DIRECTIONS FOR THIS TASK: Please recast the listing as a two-column CSV with the headers request and box, beginning at the line that has "Find and box grass pitch in this screenshot." and stopping after the line that has "[653,143,820,331]". Give one row per request, put each field in quotation marks, and turn any line breaks into spaces.
++++
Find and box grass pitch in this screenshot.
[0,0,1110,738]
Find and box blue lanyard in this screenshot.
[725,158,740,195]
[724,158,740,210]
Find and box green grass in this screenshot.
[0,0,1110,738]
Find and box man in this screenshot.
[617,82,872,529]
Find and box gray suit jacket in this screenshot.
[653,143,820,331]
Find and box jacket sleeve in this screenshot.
++++
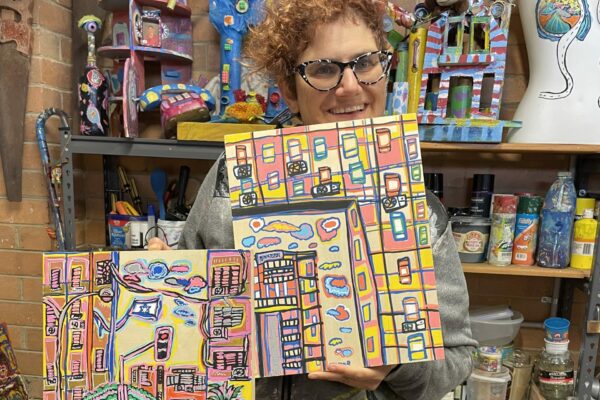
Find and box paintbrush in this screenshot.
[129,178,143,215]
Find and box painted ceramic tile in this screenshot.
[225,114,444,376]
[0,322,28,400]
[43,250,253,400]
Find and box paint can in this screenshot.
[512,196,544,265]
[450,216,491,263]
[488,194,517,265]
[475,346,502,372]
++++
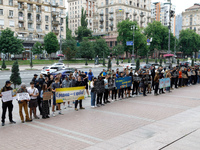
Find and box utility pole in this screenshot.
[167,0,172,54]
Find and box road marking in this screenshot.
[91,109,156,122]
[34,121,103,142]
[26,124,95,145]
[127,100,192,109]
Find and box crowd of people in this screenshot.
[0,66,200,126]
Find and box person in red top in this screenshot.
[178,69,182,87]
++++
FULL OUTPUT:
request,box
"Find and box grass pitch in this screenshot.","[0,0,1110,738]"
"Find and box blue lanyard in this screenshot.","[725,158,740,195] [724,158,740,210]"
"Find and box green grass in this screenshot.","[0,0,1110,738]"
"Find and box man in this screenshot.","[617,82,872,529]"
"Find and box gray suit jacket in this screenshot.","[653,143,820,331]"